Task to carry out:
The result should be the lines from the one holding "Return one point per instance of the driveway" to the final line of the records, retyped exactly.
-- Opening Marker --
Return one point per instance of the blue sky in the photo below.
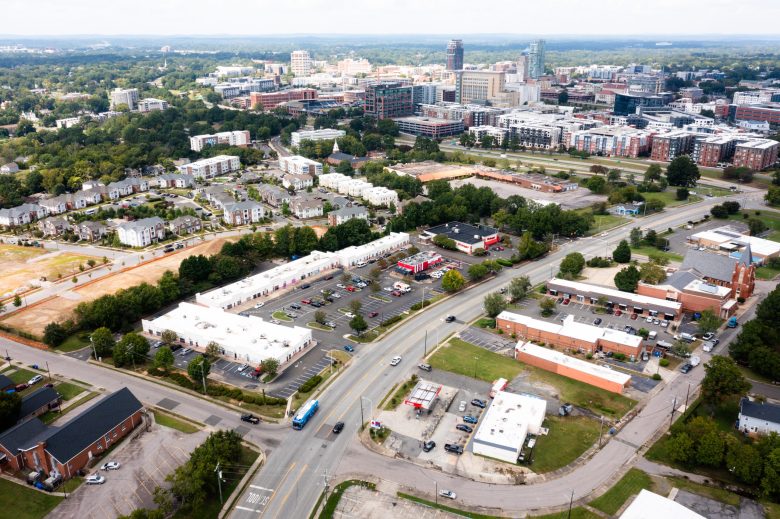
(446, 17)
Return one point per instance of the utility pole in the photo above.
(219, 482)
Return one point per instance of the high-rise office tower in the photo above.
(455, 55)
(536, 59)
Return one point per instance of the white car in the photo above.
(95, 479)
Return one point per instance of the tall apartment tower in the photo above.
(455, 55)
(300, 63)
(522, 67)
(536, 59)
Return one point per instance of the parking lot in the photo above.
(144, 464)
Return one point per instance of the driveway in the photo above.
(145, 462)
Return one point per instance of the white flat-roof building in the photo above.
(211, 167)
(250, 339)
(506, 423)
(315, 135)
(300, 165)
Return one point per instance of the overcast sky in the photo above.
(275, 17)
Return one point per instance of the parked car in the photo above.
-- Closing Marker --
Result of this task:
Return one point per instance of the driveway in the photo above.
(145, 462)
Return one point per instance of the white flat-roof building in the photo above.
(211, 167)
(250, 339)
(506, 423)
(315, 135)
(300, 165)
Return one point per instance of the overcast sky in the photo above.
(275, 17)
Return one point per instance of the parked car in the photo above.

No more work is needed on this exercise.